→ What needs to be done
Copy out the rows from the line containing "This is for a safety audit: please locate the brick wall" through the line containing "[340, 38, 351, 74]", including the requests. Add -131 to every box coordinate in the answers and leave everything else as it is.

[Rows from a box labeling dataset]
-.-.-

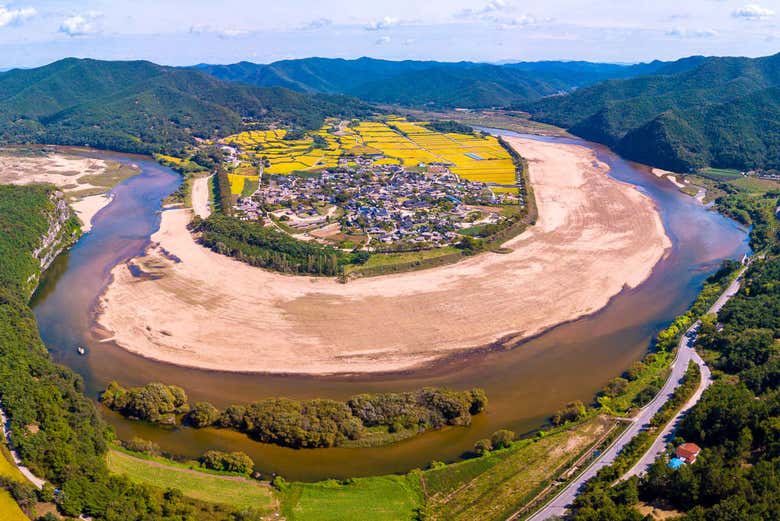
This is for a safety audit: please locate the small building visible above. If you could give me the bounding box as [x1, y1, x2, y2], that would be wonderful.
[674, 443, 701, 465]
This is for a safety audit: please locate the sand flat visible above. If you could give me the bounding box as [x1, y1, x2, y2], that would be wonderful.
[97, 138, 671, 374]
[0, 151, 136, 233]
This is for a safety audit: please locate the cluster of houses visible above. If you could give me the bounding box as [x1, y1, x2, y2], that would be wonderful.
[669, 443, 701, 470]
[236, 156, 517, 250]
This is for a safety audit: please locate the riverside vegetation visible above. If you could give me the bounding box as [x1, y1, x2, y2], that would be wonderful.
[190, 128, 537, 280]
[100, 382, 487, 448]
[556, 194, 780, 521]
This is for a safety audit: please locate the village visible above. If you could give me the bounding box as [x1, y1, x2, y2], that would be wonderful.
[236, 152, 522, 251]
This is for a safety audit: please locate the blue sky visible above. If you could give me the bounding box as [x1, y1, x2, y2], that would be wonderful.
[0, 0, 780, 68]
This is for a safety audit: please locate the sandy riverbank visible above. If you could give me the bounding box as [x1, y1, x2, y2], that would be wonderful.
[98, 138, 670, 374]
[0, 149, 138, 233]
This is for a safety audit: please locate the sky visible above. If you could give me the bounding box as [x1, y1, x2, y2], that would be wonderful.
[0, 0, 780, 69]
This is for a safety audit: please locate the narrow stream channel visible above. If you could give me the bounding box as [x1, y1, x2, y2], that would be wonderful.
[33, 131, 748, 480]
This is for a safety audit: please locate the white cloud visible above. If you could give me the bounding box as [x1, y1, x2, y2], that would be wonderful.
[60, 11, 103, 36]
[0, 5, 38, 27]
[490, 14, 553, 29]
[455, 0, 509, 18]
[301, 18, 333, 31]
[190, 25, 249, 40]
[731, 4, 775, 20]
[366, 16, 399, 31]
[666, 27, 718, 38]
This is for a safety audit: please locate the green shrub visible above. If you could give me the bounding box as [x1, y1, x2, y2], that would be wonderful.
[200, 450, 255, 474]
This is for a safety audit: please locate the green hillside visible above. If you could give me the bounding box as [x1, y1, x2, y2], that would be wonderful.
[524, 54, 780, 171]
[0, 58, 372, 152]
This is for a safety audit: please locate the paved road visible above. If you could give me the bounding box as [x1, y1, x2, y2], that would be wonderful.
[528, 268, 745, 521]
[192, 176, 212, 219]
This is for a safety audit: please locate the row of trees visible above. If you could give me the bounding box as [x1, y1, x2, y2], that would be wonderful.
[193, 212, 367, 276]
[101, 382, 487, 448]
[573, 246, 780, 521]
[0, 186, 260, 521]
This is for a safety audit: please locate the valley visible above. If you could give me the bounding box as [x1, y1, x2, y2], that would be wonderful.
[93, 138, 670, 374]
[0, 32, 780, 521]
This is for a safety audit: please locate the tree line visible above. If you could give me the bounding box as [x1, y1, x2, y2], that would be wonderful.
[0, 185, 268, 521]
[572, 234, 780, 521]
[192, 211, 367, 276]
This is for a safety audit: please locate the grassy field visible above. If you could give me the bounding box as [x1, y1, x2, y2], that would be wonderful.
[0, 490, 30, 521]
[0, 438, 29, 521]
[223, 116, 517, 194]
[282, 473, 423, 521]
[423, 416, 612, 521]
[729, 177, 780, 194]
[108, 449, 276, 511]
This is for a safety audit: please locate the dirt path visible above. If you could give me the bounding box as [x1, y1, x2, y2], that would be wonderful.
[528, 268, 744, 521]
[98, 138, 670, 374]
[111, 449, 271, 488]
[192, 176, 212, 219]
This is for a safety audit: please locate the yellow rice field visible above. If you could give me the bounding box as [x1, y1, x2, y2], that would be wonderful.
[223, 116, 517, 193]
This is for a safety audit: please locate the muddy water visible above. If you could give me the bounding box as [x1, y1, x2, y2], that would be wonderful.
[33, 137, 747, 480]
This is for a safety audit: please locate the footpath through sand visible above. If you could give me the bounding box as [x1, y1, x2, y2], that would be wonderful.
[97, 138, 671, 374]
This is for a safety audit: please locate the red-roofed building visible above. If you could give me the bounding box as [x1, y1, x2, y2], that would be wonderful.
[674, 443, 701, 465]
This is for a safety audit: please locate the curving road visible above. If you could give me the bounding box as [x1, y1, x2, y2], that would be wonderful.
[192, 174, 213, 219]
[528, 267, 747, 521]
[0, 400, 46, 490]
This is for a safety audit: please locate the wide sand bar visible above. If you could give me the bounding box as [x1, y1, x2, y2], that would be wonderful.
[98, 138, 670, 374]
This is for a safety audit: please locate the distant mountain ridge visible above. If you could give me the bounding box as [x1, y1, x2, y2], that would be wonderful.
[193, 57, 704, 108]
[0, 58, 374, 152]
[520, 54, 780, 172]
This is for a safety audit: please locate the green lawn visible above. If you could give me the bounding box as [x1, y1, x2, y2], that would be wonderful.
[729, 177, 780, 194]
[282, 473, 423, 521]
[423, 416, 611, 521]
[0, 437, 29, 521]
[699, 168, 742, 181]
[108, 449, 275, 510]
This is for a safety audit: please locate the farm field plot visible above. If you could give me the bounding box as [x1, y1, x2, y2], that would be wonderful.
[108, 450, 275, 510]
[282, 474, 422, 521]
[223, 117, 518, 195]
[0, 436, 29, 521]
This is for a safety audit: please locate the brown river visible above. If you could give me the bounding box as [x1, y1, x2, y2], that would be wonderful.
[32, 131, 748, 481]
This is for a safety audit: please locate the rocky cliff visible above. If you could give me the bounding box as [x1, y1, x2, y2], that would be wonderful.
[27, 191, 81, 291]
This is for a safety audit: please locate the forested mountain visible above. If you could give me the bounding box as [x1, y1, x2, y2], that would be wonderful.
[0, 58, 373, 152]
[195, 57, 703, 108]
[523, 54, 780, 171]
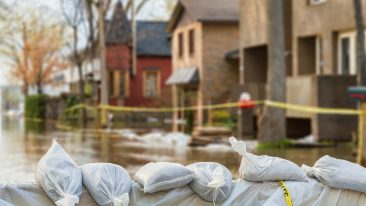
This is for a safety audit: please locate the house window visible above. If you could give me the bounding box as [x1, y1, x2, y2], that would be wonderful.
[338, 32, 356, 75]
[109, 71, 114, 97]
[189, 29, 194, 55]
[309, 0, 327, 5]
[118, 71, 128, 97]
[144, 71, 160, 97]
[178, 32, 184, 57]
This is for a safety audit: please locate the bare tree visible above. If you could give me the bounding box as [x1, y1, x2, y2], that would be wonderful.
[258, 0, 286, 142]
[353, 0, 366, 85]
[61, 0, 86, 127]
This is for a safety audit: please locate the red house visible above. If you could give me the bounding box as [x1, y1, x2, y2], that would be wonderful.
[106, 3, 172, 107]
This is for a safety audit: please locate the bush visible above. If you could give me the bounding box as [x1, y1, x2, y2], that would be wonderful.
[25, 95, 47, 119]
[60, 96, 80, 121]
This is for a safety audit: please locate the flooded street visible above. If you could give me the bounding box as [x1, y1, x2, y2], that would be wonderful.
[0, 116, 354, 182]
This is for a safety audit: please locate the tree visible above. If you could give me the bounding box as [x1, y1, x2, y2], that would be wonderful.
[0, 14, 67, 96]
[353, 0, 366, 85]
[258, 0, 286, 142]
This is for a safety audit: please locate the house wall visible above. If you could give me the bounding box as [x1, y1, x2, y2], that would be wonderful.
[172, 11, 239, 130]
[106, 44, 172, 106]
[239, 0, 293, 84]
[172, 11, 203, 131]
[292, 0, 366, 75]
[124, 57, 172, 106]
[240, 0, 358, 140]
[201, 23, 239, 104]
[106, 44, 131, 70]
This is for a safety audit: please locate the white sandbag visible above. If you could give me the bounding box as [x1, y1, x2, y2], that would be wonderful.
[301, 155, 366, 193]
[135, 162, 194, 193]
[36, 140, 82, 206]
[187, 162, 232, 202]
[0, 199, 13, 206]
[229, 137, 308, 181]
[81, 163, 131, 206]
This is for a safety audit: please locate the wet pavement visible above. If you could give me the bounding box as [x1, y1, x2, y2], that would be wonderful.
[0, 116, 355, 182]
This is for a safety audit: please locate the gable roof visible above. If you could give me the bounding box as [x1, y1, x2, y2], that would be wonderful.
[105, 2, 171, 56]
[136, 21, 171, 56]
[168, 0, 240, 32]
[105, 2, 131, 44]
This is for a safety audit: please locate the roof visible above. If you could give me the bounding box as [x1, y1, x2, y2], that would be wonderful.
[166, 67, 199, 85]
[105, 2, 131, 44]
[106, 2, 171, 56]
[136, 21, 171, 56]
[168, 0, 240, 32]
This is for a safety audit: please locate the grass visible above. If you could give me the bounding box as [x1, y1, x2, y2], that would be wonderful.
[257, 139, 292, 150]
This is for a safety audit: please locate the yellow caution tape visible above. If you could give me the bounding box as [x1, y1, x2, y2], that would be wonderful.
[357, 114, 365, 165]
[25, 100, 366, 163]
[264, 100, 363, 115]
[278, 180, 292, 206]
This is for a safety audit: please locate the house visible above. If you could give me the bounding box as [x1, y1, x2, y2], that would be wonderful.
[167, 0, 239, 131]
[239, 0, 358, 141]
[106, 3, 172, 107]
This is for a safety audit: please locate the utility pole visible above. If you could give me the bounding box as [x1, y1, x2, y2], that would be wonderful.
[353, 0, 366, 86]
[98, 0, 109, 127]
[131, 0, 137, 76]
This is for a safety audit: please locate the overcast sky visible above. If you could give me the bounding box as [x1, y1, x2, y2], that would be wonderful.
[0, 0, 176, 86]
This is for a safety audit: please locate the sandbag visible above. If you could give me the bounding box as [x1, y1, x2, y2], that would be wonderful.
[81, 163, 131, 206]
[135, 162, 194, 193]
[187, 162, 232, 202]
[36, 140, 82, 206]
[0, 199, 13, 206]
[301, 155, 366, 193]
[229, 137, 308, 181]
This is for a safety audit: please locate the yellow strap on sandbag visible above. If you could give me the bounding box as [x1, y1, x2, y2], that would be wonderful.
[278, 180, 292, 206]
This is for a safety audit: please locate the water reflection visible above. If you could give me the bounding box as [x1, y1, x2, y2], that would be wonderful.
[0, 116, 354, 182]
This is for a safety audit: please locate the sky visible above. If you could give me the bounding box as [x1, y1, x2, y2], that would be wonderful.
[0, 0, 176, 87]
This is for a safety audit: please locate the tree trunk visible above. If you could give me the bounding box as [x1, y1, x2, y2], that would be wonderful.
[36, 81, 43, 95]
[23, 80, 29, 97]
[98, 1, 109, 127]
[87, 2, 98, 99]
[258, 0, 286, 142]
[73, 26, 86, 128]
[353, 0, 366, 86]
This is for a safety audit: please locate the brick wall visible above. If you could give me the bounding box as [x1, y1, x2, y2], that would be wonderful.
[202, 23, 239, 104]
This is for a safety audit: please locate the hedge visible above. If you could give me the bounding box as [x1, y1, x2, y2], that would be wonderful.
[25, 95, 47, 119]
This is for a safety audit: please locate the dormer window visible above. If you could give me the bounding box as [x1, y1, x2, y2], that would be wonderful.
[309, 0, 327, 5]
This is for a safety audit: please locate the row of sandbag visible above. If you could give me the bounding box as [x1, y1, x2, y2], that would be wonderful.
[36, 140, 232, 206]
[36, 138, 366, 206]
[229, 137, 366, 193]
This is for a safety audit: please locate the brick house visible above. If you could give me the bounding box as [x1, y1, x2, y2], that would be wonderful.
[167, 0, 239, 131]
[106, 3, 172, 106]
[239, 0, 358, 140]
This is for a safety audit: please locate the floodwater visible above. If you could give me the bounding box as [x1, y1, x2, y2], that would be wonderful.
[0, 116, 355, 183]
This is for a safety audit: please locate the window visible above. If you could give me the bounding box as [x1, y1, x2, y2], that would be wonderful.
[189, 29, 194, 55]
[144, 71, 160, 97]
[309, 0, 327, 5]
[108, 71, 114, 97]
[109, 71, 129, 97]
[178, 33, 184, 57]
[118, 71, 128, 97]
[338, 32, 356, 75]
[340, 38, 351, 74]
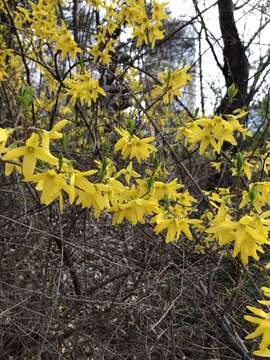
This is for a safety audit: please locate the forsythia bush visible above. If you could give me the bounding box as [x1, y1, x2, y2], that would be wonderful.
[0, 0, 270, 358]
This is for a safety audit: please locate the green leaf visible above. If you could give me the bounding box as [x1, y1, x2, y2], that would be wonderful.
[227, 84, 238, 99]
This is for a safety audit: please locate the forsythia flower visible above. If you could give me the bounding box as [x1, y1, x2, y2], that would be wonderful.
[177, 115, 249, 154]
[151, 205, 200, 243]
[109, 198, 158, 225]
[206, 204, 270, 265]
[3, 133, 58, 180]
[114, 127, 157, 163]
[115, 162, 141, 184]
[31, 170, 71, 212]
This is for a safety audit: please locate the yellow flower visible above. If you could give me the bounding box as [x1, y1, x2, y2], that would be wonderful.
[206, 208, 270, 265]
[41, 120, 69, 151]
[31, 170, 71, 212]
[151, 205, 200, 243]
[109, 198, 158, 225]
[114, 127, 157, 163]
[3, 133, 58, 180]
[153, 179, 183, 201]
[115, 162, 141, 184]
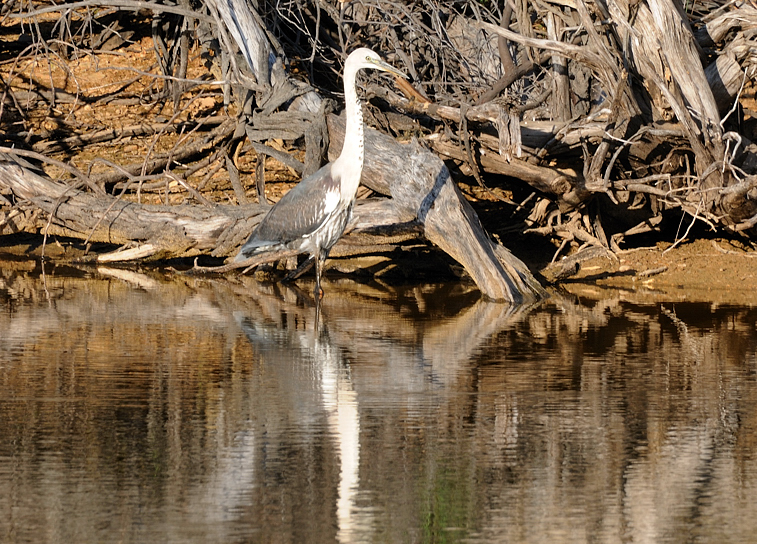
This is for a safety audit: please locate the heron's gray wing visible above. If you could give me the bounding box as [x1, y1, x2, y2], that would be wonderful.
[242, 163, 339, 253]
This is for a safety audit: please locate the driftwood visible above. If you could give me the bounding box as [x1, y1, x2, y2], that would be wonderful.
[0, 0, 757, 294]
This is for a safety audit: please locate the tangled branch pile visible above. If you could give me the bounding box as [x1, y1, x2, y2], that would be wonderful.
[0, 0, 757, 288]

-.-.-

→ Complete answer
This is for a safety audit: please locate the brick wall visible above. If you could give me the bounding box as [x1, y1, x2, y2], that would be wonderful.
[71, -108, 108, -27]
This is for a safety audit: please locate the hedge visible above. If you could give me the bounding box as [x1, y1, x2, y2], that would be wonderful.
[-106, -36, -84, -12]
This is for a safety audit: please locate the dormer window visible above. If you could give me the bounding box as [x1, y1, x2, y2], that would be wonderful.
[178, -131, 196, -126]
This is for a safety audit: please locate the row of sandbag visible above. If you could give me the bounding box as [x1, y1, x2, y2], that would be wonderful.
[-95, 9, 101, 75]
[-95, 7, 235, 75]
[98, 6, 235, 62]
This is for a safety audit: please locate the brick house visible above. If you could give me the bounding box as [x1, y1, x2, y2], that would be wonderful.
[36, -131, 108, 0]
[-25, -128, 41, -25]
[108, -131, 227, 9]
This is for a safety audit: please locate the floodwater visible above. If you could give me the bounding box as [x1, y1, x2, y2], that would be wonderful.
[-131, -15, 224, 52]
This is for a safety audit: please locate the window visible above. If you could give me the bounding box as [x1, y1, x2, y2], that would be wonderful.
[58, -102, 63, -76]
[13, -60, 29, -34]
[178, -131, 196, -126]
[-23, -60, -17, -34]
[-22, -60, -2, -34]
[47, -98, 53, -74]
[-13, -60, -3, -34]
[207, -99, 225, -56]
[209, -93, 220, -57]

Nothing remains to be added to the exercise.